==== Extracted records ====

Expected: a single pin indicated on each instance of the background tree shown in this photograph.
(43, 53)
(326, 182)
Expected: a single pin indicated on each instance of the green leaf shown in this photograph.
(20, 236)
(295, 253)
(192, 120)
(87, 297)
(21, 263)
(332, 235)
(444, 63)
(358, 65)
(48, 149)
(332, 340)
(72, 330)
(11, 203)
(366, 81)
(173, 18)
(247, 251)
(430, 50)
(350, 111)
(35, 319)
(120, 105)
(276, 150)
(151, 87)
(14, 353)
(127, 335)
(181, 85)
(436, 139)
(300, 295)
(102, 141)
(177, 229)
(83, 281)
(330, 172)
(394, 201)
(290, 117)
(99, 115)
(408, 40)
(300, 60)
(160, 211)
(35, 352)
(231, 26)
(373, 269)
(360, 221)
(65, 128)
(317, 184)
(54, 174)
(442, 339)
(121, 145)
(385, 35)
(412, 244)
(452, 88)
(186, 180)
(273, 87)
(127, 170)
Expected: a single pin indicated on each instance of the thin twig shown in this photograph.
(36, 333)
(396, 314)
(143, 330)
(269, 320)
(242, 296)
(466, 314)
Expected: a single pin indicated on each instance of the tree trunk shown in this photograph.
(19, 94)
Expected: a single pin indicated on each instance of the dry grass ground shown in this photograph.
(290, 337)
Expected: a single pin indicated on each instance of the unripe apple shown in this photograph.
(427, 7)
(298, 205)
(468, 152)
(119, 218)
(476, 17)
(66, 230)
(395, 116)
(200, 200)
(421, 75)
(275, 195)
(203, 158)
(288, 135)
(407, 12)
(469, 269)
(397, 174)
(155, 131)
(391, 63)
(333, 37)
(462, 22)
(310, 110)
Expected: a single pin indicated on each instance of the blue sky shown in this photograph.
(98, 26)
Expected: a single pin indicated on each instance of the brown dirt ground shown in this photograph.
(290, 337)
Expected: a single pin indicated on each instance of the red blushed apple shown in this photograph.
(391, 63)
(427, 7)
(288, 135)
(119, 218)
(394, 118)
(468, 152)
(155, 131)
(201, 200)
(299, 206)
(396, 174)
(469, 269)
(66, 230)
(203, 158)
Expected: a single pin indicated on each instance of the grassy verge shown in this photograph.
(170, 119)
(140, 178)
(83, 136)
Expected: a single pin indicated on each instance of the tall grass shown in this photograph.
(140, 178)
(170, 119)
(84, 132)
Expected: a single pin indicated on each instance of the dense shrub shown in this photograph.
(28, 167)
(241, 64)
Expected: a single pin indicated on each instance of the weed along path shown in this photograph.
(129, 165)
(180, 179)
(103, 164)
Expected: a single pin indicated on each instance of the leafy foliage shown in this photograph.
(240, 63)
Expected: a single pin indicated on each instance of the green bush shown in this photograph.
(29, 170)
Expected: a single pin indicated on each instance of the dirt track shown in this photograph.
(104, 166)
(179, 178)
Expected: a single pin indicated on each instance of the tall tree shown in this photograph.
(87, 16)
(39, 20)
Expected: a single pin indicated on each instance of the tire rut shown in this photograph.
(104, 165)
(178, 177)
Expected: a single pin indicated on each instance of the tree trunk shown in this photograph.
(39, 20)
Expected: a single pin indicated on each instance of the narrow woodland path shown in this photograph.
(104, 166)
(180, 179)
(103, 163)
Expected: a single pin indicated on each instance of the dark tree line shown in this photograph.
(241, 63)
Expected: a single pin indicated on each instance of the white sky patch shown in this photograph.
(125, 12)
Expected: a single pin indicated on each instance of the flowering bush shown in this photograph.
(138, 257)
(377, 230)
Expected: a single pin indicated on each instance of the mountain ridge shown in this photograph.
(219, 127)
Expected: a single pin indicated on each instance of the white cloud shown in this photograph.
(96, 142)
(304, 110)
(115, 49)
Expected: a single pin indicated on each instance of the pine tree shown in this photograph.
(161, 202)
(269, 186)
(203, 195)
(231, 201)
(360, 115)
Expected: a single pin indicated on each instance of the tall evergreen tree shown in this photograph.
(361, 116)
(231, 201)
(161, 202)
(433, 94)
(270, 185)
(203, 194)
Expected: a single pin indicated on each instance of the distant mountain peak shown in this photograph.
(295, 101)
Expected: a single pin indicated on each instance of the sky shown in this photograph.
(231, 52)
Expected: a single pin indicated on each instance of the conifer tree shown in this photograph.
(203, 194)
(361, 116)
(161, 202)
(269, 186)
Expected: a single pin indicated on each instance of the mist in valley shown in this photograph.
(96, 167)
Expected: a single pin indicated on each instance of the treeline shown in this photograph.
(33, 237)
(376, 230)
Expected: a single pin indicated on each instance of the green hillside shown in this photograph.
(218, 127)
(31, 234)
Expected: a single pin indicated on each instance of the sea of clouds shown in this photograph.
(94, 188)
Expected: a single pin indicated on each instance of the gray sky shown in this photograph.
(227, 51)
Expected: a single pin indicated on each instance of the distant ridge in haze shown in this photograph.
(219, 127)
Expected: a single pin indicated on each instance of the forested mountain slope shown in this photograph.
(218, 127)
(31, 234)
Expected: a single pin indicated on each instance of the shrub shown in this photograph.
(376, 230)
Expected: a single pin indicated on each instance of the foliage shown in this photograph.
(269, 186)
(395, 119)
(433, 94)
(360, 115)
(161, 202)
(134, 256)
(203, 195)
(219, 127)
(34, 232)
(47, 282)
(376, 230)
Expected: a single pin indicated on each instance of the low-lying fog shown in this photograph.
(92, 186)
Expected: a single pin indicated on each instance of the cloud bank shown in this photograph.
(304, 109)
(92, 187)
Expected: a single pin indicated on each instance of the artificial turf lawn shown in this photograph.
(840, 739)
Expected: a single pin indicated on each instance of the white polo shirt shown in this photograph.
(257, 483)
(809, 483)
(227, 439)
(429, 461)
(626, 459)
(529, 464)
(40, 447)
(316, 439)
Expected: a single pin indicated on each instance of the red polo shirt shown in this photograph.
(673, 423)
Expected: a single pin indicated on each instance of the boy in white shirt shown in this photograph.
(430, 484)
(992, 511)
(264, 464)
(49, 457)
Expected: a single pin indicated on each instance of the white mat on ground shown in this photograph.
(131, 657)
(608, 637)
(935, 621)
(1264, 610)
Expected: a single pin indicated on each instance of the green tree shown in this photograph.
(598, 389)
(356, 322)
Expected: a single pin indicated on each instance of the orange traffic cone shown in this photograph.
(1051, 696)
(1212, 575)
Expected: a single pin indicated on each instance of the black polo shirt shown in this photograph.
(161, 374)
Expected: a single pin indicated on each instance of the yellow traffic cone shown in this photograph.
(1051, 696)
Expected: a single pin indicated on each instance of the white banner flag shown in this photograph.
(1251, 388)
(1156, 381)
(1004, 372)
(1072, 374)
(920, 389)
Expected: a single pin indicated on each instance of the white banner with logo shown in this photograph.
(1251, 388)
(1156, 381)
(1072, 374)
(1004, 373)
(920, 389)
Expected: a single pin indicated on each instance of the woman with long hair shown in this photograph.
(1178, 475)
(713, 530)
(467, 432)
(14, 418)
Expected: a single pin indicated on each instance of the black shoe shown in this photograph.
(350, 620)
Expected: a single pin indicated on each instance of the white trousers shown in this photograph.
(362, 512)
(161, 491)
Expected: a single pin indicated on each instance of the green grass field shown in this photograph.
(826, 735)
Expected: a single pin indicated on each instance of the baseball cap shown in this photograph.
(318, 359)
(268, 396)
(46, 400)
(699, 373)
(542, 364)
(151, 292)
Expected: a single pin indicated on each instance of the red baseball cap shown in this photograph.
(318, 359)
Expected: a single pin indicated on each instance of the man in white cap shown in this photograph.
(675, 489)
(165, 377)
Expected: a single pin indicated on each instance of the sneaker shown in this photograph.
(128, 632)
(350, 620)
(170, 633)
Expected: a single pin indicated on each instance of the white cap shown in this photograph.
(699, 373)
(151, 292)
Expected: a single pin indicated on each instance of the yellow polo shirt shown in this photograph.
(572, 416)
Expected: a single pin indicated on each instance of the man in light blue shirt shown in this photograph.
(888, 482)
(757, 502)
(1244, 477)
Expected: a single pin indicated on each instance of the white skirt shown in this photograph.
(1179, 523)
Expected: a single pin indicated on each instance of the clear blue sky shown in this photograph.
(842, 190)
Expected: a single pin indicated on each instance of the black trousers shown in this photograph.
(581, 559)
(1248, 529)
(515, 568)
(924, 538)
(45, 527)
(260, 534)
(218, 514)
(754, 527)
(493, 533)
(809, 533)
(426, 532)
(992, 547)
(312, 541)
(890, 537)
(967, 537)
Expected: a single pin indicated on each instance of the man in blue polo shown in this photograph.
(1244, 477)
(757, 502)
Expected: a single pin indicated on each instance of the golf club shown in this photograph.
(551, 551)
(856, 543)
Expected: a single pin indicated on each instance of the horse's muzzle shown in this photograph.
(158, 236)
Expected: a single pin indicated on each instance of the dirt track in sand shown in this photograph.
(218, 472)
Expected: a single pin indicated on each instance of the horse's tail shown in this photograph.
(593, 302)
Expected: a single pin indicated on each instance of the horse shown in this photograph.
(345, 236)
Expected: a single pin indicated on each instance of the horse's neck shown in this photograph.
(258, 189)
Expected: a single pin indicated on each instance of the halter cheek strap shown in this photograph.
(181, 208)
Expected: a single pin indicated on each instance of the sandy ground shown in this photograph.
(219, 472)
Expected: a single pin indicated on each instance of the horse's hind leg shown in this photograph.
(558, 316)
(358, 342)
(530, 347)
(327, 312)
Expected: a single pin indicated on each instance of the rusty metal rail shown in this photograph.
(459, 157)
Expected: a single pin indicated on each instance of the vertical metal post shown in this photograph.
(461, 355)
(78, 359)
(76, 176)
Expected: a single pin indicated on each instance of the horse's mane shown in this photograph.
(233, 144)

====

Your objective:
The lines beginning with the one that holds "sand shown in this photograph." and ending with the last line of the data above are to be reproduced exactly, and nothing else.

Solution for this exercise:
Expected: a single pin indicated on each instance of the dirt track in sand shown in this photograph.
(218, 472)
Expected: a single pin indicated on each instance of the horse's tail shown in this photograph.
(593, 302)
Expected: a single pin indicated on each instance of the horse shown in this photograph.
(345, 236)
Expected: a single pin indicated on each instance of the horse's neck shown in this photograph.
(258, 189)
Expected: a single pin indicated on each instance of the halter cheek strap shown in this photograph.
(181, 208)
Expected: a single pin indicated on each instance of the sandy ground shown in this photograph.
(219, 472)
Expected: a single pin indicated on each instance of the horse's hind leg shown in this photograph.
(558, 316)
(358, 342)
(530, 347)
(327, 312)
Expected: a single pin indicated on each instance of the rusty metal rail shown in this photograph.
(459, 157)
Expected: a single pin indicated on each instance of the vertical metal post shown in this photograph.
(461, 355)
(78, 359)
(76, 176)
Expected: a single pin indicated on each instance of the horse's mane shown in this photograph.
(233, 144)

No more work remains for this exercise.